Studio album by Barclay James Harvest
- Released: 5 February 1971
- Recorded: 9 October – 25 November 1970
- Studios: EMI Studios, London
- Genres: Progressive rock, art rock, symphonic rock
- Length: 40:21 (LP) 61:02 (expanded CD)
- Labels: Harvest (UK) Sire (USA)
- Producer: Norman Smith

Barclay James Harvest chronology
| Barclay James Harvest (1970) | Once Again (1971) | Barclay James Harvest and Other Short Stories (1971) |

= Once Again (Barclay James Harvest album) =

Once Again was the second album released by Barclay James Harvest, in early 1971. As was the case with their other early albums, it was recorded with a full orchestra.

On the track "Galadriel", Lees played John Lennon's Epiphone Casino guitar, an event later recounted in a song on the band's 1990 album Welcome To The Show titled "John Lennon's Guitar".

Tasks for this exercise:
1. For each statement below, decide whether it agrees with the album entry. Answer yes or no, and quote the words of the entry that decide it.
(a) Norman Smith produced the album.
(b) Once Again was the band's first album.
(c) Lees played John Lennon's guitar on "Galadriel".
2. According to the album entry, on which 1990 album does the song "John Lennon's Guitar" appear?
3. Go on with the album entry for Once Again from its final sentence.

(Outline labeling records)

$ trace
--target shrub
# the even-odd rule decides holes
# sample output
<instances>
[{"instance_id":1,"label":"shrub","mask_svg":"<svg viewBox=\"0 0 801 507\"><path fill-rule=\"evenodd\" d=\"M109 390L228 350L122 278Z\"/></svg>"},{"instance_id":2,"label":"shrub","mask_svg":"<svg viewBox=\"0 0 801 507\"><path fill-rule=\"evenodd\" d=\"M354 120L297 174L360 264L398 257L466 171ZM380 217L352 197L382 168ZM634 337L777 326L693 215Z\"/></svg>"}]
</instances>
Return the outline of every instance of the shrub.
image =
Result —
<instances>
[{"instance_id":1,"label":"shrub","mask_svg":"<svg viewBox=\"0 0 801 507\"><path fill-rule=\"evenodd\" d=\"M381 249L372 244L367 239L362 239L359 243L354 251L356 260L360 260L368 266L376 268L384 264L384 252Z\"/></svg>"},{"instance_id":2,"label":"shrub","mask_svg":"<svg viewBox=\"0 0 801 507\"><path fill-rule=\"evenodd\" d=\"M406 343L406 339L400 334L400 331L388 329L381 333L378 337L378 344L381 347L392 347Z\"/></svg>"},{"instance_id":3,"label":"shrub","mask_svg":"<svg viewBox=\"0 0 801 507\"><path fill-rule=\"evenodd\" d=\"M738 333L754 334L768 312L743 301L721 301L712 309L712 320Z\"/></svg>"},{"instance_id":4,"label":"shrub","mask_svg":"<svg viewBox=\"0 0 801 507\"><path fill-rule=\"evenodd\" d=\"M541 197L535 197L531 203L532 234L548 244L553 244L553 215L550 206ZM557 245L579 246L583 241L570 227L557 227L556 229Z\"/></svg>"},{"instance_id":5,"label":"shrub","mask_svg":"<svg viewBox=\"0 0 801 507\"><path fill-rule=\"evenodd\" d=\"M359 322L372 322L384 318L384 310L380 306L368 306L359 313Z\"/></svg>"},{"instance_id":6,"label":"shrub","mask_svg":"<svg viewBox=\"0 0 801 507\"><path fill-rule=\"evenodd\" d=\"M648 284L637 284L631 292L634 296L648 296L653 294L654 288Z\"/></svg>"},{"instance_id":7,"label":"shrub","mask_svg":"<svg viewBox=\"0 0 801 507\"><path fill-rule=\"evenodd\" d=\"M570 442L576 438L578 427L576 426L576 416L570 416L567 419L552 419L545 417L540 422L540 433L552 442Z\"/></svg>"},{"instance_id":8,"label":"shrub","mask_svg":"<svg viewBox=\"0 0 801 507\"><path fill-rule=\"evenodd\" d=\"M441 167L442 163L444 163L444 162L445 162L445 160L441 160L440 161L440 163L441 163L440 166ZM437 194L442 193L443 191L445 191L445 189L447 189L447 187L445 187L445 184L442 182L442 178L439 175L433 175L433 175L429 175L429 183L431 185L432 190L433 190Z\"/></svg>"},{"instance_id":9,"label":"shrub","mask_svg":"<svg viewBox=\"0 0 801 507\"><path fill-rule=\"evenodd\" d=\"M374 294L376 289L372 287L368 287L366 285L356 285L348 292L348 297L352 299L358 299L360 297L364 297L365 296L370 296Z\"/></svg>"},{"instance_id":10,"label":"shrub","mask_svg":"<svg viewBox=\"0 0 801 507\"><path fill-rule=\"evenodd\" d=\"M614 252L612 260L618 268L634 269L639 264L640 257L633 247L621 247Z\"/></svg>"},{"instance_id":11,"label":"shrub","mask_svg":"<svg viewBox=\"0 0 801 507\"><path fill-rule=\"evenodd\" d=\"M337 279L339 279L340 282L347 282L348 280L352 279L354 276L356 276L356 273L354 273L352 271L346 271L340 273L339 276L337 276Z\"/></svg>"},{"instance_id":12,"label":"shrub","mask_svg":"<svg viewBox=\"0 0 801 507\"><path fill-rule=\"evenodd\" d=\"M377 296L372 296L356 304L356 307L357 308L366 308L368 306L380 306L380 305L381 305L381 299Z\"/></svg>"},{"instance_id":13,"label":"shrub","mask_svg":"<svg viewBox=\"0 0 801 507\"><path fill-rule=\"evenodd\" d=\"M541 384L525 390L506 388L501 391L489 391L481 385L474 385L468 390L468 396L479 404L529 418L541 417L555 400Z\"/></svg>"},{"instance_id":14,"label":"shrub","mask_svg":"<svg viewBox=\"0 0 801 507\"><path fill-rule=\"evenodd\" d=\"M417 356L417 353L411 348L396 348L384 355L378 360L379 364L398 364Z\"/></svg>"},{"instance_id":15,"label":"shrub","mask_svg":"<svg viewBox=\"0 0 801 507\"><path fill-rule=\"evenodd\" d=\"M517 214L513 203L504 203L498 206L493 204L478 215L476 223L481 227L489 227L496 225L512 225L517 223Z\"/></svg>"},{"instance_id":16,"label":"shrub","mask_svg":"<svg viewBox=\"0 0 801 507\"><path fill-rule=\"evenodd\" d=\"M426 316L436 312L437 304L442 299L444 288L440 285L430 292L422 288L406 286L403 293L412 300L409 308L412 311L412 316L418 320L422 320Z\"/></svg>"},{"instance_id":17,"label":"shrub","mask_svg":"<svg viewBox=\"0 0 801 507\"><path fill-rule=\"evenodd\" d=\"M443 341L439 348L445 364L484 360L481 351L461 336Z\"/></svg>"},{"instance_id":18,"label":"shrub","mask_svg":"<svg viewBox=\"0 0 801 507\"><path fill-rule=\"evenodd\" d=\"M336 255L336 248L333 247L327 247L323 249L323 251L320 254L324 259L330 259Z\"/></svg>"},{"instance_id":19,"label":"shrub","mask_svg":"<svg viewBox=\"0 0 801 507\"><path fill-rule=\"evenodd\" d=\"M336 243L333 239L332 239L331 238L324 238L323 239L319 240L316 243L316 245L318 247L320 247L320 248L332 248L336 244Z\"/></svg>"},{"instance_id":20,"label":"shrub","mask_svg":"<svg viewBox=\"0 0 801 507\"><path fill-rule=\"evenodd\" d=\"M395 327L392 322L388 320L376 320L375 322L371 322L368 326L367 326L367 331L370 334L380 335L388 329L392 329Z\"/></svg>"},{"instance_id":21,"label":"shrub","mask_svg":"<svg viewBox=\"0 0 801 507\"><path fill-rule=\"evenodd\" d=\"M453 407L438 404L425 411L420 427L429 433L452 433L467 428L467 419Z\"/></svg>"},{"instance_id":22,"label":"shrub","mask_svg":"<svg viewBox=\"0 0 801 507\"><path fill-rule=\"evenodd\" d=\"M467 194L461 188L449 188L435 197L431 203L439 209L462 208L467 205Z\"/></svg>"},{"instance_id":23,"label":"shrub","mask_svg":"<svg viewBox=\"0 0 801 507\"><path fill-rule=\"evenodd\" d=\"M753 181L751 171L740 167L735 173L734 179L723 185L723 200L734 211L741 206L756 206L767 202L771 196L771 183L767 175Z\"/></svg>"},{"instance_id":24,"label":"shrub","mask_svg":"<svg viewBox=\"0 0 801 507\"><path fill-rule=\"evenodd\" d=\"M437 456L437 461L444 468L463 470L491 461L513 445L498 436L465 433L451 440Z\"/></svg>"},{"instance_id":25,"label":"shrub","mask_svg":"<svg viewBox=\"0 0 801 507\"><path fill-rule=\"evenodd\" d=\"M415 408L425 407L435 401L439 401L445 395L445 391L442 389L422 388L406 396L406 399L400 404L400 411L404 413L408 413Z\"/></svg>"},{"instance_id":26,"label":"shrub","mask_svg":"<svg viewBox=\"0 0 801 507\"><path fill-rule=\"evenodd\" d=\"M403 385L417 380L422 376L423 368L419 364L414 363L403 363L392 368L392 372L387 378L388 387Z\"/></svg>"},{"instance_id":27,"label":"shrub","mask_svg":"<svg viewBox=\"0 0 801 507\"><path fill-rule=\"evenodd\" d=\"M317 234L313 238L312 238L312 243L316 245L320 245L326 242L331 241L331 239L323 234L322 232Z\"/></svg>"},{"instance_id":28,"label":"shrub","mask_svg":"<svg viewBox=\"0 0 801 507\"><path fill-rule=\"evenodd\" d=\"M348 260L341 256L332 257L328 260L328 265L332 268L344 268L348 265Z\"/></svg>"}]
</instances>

The answers:
1.
(a) Yes: "Producer: Norman Smith"
(b) No: "Once Again was the second album released by Barclay James Harvest"
(c) Yes: "On the track "Galadriel", Lees played John Lennon's Epiphone Casino guitar"

2. Welcome To The Show

3.
In an interview with Songfacts, Keith Domone (official biographer of Barclay James Harvest with his wife Monika) said John Lees wrote "Mocking Bird" back in 1968 while he was living with the parents of his future wife, Olwen. The song is based on a musical phrase from "Pools Of Blue", which he wrote around the same time.

In the Q & Mojo Classic Special Edition ‘’Pink Floyd & The Story of Prog Rock’’, the album came #39 in its list of "40 Cosmic Rock Albums".

Professional ratings
Review scores
| Source | Rating |
| AllMusic | Star Half star |

==Track listing==
The credits on the original liner notes are incorrect, titles being attributed to the band as a whole. The credits shown here are the actual composers.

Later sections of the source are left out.